▶ What the task asks
Return the passage of the fly culture thread starting with "I thought it'd" and going on through "I love Gliders!!!", copied word for word.

▶ Page excerpt
--- BEGIN ---
# Crazy cultures!



## jdooley195 (Oct 19, 2009)

I thought it'd be fun if folks posted pics of really booming cultures... Ill start it off.


Turkish Glyders


----------



## Halter (Jul 28, 2012)

Thats why I love Gliders!!!


----------



## rigel10 (Jun 1, 2012)

What media do you use?


----------



## jdooley195 (Oct 19, 2009)

rigel10 said:


> What media do you use?


I make my own.


C'mon, let's see some cultures...any kind...just CRAZY ones though!


----------



## rigel10 (Jun 1, 2012)

Striking! Do you have a secret formula? Any special recipe?


----------



## Holdway (Jan 26, 2015)

Do the glyders always produce that good?


----------



## jdooley195 (Oct 19, 2009)

rigel10 said:


> Striking! Do you have a secret formula? Any special recipe?


I do use something a little different...lol, I guess it's a secret...let's just say ingredients that retain moisture are good 




Holdway said:


> Do the glyders always produce that good?


Gliders and Mel's. Seems like hydei are hit and miss every other cycle.


----------



## rigel10 (Jun 1, 2012)

With addition of pollen (my "secret" ingredient), my cultures are crazy too, but not like yours. No problem with moisture.


----------



## jdooley195 (Oct 19, 2009)

jdooley195 said:


> Gliders and Mel's. Seems like hydei are hit and miss every other cycle.


I guess these golden hydei will be a hit!



Come on...some one post something!


----------



## k5MOW (Jun 19, 2015)

Here is a picture of mine. 









Roger


----------



## robthefrogman (Jul 19, 2014)

I would hate to drop that culture have it open and get those Turkish Glyders all over the place... I hate spilling flies but with that many ..OMG......LOL 

Nice  do you sprinkle any yeast on those?


----------



## jdooley195 (Oct 19, 2009)

robthefrogman said:


> I would hate to drop that culture have it open and get those Turkish Glyders all over the place... I hate spilling flies but with that many ..OMG......LOL
> 
> Nice  do you sprinkle any yeast on those?


Haha, ya, I'd say once a month I spill about an inch worth of those bastards! Its amazing how lucky I get though as I drop the cup quite often. But when it really spills I don't mess around, I get the vacuum in a hurry!

No, I don't use yeast at all anymore for any of my flies. Hasn't made any kind of difference.


----------



## chamsRawesome (May 14, 2014)

hahahah Yeah what is your magic recipe?


----------



## jdooley195 (Oct 19, 2009)

Blast from the past! Kinda makes me wanna use filters again!


----------
--- END ---
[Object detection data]
--- BEGIN ---
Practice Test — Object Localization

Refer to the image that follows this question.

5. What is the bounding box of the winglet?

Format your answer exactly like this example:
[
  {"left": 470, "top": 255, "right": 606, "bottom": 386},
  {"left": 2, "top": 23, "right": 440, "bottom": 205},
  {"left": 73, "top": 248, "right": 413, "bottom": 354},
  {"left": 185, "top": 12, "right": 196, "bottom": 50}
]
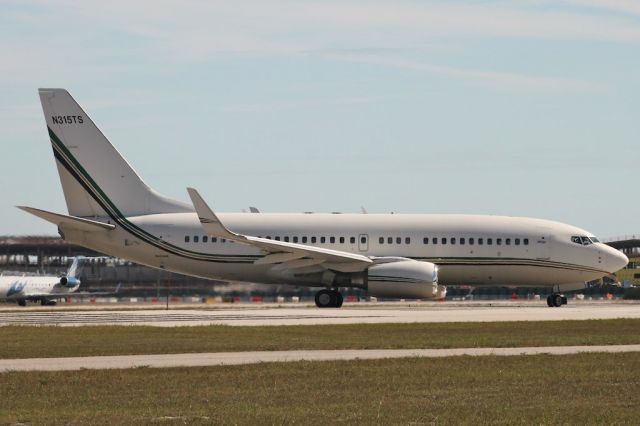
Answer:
[{"left": 187, "top": 188, "right": 240, "bottom": 240}]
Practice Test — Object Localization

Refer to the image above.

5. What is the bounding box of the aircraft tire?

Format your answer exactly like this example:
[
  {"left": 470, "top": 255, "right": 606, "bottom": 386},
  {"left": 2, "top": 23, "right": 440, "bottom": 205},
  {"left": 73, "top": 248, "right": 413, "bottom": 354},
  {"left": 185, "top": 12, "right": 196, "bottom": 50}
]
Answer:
[
  {"left": 315, "top": 290, "right": 337, "bottom": 308},
  {"left": 551, "top": 293, "right": 567, "bottom": 308}
]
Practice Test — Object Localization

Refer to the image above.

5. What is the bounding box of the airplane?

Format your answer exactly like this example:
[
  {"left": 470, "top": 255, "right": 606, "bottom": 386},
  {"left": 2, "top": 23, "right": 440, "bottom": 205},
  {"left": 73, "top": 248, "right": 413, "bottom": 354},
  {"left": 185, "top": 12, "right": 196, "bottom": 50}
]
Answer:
[
  {"left": 0, "top": 257, "right": 86, "bottom": 306},
  {"left": 18, "top": 89, "right": 628, "bottom": 308}
]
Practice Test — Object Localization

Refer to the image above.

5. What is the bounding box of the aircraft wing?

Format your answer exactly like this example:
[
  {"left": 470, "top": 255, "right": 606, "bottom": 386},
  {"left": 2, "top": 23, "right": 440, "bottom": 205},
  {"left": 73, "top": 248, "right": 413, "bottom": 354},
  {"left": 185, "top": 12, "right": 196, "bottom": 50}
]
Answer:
[{"left": 187, "top": 188, "right": 373, "bottom": 272}]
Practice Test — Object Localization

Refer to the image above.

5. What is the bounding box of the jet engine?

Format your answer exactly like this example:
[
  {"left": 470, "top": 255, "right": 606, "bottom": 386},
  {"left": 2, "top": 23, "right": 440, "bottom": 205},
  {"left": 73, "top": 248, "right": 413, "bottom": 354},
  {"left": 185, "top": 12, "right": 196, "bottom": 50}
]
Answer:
[
  {"left": 366, "top": 259, "right": 446, "bottom": 299},
  {"left": 60, "top": 277, "right": 80, "bottom": 288}
]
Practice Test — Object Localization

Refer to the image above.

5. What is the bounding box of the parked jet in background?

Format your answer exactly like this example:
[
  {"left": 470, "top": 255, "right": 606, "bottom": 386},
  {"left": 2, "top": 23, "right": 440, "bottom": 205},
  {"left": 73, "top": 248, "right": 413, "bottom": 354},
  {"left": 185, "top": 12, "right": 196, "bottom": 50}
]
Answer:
[
  {"left": 20, "top": 89, "right": 628, "bottom": 307},
  {"left": 0, "top": 257, "right": 87, "bottom": 306}
]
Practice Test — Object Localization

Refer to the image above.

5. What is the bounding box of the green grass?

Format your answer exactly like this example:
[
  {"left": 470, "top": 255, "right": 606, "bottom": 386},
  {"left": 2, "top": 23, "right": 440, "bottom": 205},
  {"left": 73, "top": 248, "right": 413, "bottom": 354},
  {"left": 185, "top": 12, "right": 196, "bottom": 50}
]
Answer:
[
  {"left": 0, "top": 319, "right": 640, "bottom": 359},
  {"left": 0, "top": 353, "right": 640, "bottom": 425}
]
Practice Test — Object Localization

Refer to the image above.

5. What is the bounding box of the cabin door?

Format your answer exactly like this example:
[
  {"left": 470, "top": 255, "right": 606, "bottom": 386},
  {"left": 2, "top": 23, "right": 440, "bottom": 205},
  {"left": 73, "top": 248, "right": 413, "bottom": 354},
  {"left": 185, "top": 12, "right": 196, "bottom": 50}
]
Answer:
[
  {"left": 358, "top": 234, "right": 369, "bottom": 251},
  {"left": 533, "top": 226, "right": 551, "bottom": 260}
]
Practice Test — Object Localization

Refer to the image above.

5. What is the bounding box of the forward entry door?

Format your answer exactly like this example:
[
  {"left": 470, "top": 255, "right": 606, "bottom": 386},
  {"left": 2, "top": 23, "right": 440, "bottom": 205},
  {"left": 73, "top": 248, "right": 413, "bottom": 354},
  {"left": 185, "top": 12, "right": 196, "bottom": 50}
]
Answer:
[{"left": 358, "top": 234, "right": 369, "bottom": 251}]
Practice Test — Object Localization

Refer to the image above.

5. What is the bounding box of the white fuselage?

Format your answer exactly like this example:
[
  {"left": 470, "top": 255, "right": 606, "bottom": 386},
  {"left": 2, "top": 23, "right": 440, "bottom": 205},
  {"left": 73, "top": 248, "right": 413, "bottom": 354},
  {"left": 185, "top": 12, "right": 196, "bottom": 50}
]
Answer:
[
  {"left": 0, "top": 275, "right": 78, "bottom": 300},
  {"left": 60, "top": 213, "right": 626, "bottom": 287}
]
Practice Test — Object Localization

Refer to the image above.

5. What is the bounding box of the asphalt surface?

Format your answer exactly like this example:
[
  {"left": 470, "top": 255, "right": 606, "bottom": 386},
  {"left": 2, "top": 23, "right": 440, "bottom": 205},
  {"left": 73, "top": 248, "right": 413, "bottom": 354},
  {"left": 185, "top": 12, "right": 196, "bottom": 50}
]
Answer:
[
  {"left": 0, "top": 302, "right": 640, "bottom": 327},
  {"left": 0, "top": 345, "right": 640, "bottom": 372}
]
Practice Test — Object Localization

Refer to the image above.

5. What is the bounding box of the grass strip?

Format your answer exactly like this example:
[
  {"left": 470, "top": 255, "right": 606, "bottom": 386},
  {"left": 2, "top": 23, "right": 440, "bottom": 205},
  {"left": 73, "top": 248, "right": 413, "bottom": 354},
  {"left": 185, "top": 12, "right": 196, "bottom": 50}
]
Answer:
[
  {"left": 0, "top": 319, "right": 640, "bottom": 359},
  {"left": 0, "top": 353, "right": 640, "bottom": 425}
]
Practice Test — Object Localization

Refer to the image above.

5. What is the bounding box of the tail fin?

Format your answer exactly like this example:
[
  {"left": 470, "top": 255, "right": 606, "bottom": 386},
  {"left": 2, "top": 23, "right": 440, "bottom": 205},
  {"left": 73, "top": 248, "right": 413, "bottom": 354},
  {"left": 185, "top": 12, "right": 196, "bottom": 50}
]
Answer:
[
  {"left": 39, "top": 89, "right": 193, "bottom": 218},
  {"left": 66, "top": 256, "right": 86, "bottom": 278}
]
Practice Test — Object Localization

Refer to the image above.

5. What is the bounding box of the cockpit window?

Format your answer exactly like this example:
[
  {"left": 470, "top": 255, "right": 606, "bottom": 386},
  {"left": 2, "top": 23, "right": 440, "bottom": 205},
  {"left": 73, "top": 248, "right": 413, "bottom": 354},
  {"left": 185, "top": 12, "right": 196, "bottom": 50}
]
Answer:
[{"left": 571, "top": 236, "right": 600, "bottom": 246}]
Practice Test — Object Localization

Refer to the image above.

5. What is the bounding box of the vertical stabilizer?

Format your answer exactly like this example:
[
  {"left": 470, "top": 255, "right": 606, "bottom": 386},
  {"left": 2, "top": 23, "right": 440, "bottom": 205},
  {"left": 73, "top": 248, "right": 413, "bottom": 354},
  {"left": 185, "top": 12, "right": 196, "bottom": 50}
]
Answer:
[{"left": 39, "top": 89, "right": 193, "bottom": 218}]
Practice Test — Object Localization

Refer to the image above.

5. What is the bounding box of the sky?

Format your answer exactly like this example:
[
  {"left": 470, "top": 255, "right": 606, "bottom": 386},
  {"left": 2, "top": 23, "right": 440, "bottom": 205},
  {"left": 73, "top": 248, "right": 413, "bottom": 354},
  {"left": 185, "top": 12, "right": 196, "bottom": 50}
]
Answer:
--- END ---
▶ Worked solution
I thought it'd be fun if folks posted pics of really booming cultures... Ill start it off.


Turkish Glyders


----------



## Halter (Jul 28, 2012)

Thats why I love Gliders!!!